--- Instruction A ---
According to the Phillips Collection post, in what year was the Phillips family house built?
--- Instruction B ---
From the Phillips Collection post, copy the passage that begins at "There was a" and stops after "during this period.".

Begin Extract

There was a special Picasso exhibit that I wanted to see but I also wanted to see the museum. I have a memory of when I lived in the D.C. area in the late 80s of attempting to visit this museum. Apparently I chose a day that the museum was closed so this visit was a long time coming!
The Picasso exhibit consisted of paintings from his blue period, though at the end of the exhibit there were some paintings from his Rose Period. Many pieces were lent to the Phillips Collection for this exhibit. Many of these paintings left me with mournful feelings as so many of the figures Picasso depicted were of down-trodden people. You really got the sense of the poor and the imprisoned people that he painted during this period.
And now that it’s been a couple of months since we saw this exhibit I’m struggling to remember my impressions and my journal from that day isn’t much help. While we had a great time in D.C., I think this being our last day I was out of energy to write much about the day. But, as a huge Picasso fan, this exhibit far exceeded my expectations! For one, I was impressed with how many paintings were included. There were also many placards for all of the paintings which isn’t terribly common in my experience. Usually there is the name of the piece and the artist and maybe a small blurb about the painting. I took many photos of these placards in order to remember more about the paintings. Many of them are included in the next gallery:
We did end up in the original museum somehow and that was pretty cool too. The original museum was the Phillips family house which was eventually donated to become this fabulous museum. The house was built in 1897 and has been expanded to accommodate additional galleries, an auditorium, a library, a conservation studio, additional staff offices, a café, and a courtyard. For more history of the museum, check out this link. And here is a photo that I took of the history of the house and museum:
By the time we finished the Picasso exhibit neither of us had much more energy to check out other paintings there. But I did manage to view The Luncheon of the Boating Party by Renoir. It was larger than I expected and so beautiful! The first thing we saw upon entering the museum was another placard in honor of Ukraine. The museum showcased four paintings by Ukrainians in a stairwell. What a lovely way to support Ukraine. Here are the handful of “other-than-Picasso” paintings:
Ah day 5, another full day but what a great time! My cover photo reflects what I did this day: the Capitol building and the United States Botanic Garden together. I took this photo as I approached the botanic garden after lunch.

End Extract
Begin Entries provided

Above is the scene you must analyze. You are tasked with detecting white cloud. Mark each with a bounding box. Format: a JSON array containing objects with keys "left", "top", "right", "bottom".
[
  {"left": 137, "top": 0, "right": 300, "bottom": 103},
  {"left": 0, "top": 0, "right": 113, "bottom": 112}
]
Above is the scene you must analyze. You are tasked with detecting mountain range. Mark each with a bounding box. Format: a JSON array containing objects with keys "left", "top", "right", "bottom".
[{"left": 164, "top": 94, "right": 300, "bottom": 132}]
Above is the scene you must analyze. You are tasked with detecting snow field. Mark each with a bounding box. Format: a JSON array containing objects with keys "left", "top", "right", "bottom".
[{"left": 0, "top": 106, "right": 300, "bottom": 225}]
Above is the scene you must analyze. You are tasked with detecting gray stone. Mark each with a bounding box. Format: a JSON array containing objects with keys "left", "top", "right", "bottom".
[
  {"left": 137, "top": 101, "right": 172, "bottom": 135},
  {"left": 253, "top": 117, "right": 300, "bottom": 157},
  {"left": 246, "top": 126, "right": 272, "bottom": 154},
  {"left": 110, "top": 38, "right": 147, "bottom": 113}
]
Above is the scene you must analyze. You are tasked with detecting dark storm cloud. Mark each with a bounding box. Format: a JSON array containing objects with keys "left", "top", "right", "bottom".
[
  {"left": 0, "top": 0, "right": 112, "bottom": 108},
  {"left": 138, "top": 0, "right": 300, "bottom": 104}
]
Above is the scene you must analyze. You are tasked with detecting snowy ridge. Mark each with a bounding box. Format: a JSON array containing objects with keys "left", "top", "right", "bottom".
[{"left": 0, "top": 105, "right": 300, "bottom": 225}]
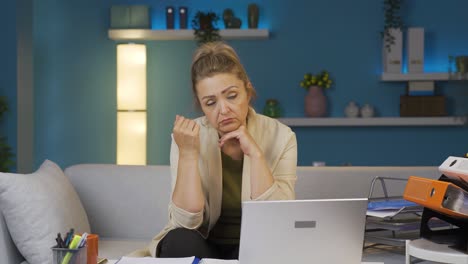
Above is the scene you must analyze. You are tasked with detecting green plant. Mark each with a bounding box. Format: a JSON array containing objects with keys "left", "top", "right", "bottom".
[
  {"left": 299, "top": 71, "right": 333, "bottom": 90},
  {"left": 380, "top": 0, "right": 403, "bottom": 52},
  {"left": 192, "top": 11, "right": 221, "bottom": 44},
  {"left": 0, "top": 96, "right": 14, "bottom": 172}
]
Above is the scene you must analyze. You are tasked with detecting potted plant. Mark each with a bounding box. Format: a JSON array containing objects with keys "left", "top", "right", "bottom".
[
  {"left": 0, "top": 96, "right": 14, "bottom": 172},
  {"left": 381, "top": 0, "right": 403, "bottom": 52},
  {"left": 192, "top": 11, "right": 221, "bottom": 44},
  {"left": 300, "top": 71, "right": 333, "bottom": 117}
]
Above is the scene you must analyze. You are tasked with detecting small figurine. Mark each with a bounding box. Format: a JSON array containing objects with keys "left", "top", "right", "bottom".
[{"left": 361, "top": 104, "right": 375, "bottom": 117}]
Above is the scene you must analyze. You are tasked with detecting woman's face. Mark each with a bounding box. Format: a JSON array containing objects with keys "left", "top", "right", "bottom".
[{"left": 196, "top": 73, "right": 250, "bottom": 136}]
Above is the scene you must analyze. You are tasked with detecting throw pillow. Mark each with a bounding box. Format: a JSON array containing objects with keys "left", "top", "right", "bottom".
[{"left": 0, "top": 160, "right": 90, "bottom": 264}]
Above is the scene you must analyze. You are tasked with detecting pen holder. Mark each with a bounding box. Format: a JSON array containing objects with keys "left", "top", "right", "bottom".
[{"left": 52, "top": 246, "right": 87, "bottom": 264}]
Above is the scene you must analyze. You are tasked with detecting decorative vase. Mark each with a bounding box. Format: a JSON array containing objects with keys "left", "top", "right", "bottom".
[
  {"left": 263, "top": 99, "right": 281, "bottom": 118},
  {"left": 345, "top": 101, "right": 359, "bottom": 118},
  {"left": 304, "top": 86, "right": 327, "bottom": 117},
  {"left": 247, "top": 4, "right": 260, "bottom": 28},
  {"left": 361, "top": 104, "right": 375, "bottom": 117}
]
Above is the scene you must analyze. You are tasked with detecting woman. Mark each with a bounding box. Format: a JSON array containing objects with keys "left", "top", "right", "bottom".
[{"left": 133, "top": 43, "right": 297, "bottom": 259}]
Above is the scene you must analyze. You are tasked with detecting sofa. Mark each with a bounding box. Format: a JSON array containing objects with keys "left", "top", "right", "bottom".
[{"left": 0, "top": 164, "right": 440, "bottom": 264}]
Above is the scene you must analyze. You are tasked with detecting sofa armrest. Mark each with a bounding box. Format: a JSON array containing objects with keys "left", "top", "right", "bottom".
[
  {"left": 0, "top": 211, "right": 24, "bottom": 264},
  {"left": 65, "top": 164, "right": 171, "bottom": 241}
]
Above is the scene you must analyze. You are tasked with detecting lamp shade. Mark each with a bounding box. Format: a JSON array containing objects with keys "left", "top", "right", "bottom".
[
  {"left": 117, "top": 112, "right": 146, "bottom": 165},
  {"left": 117, "top": 44, "right": 146, "bottom": 165},
  {"left": 117, "top": 44, "right": 146, "bottom": 110}
]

End Entries provided

--- Response A ---
1897

--- Response B ---
There was a special Picasso exhibit that I wanted to see but I also wanted to see the museum. I have a memory of when I lived in the D.C. area in the late 80s of attempting to visit this museum. Apparently I chose a day that the museum was closed so this visit was a long time coming!
The Picasso exhibit consisted of paintings from his blue period, though at the end of the exhibit there were some paintings from his Rose Period. Many pieces were lent to the Phillips Collection for this exhibit. Many of these paintings left me with mournful feelings as so many of the figures Picasso depicted were of down-trodden people. You really got the sense of the poor and the imprisoned people that he painted during this period.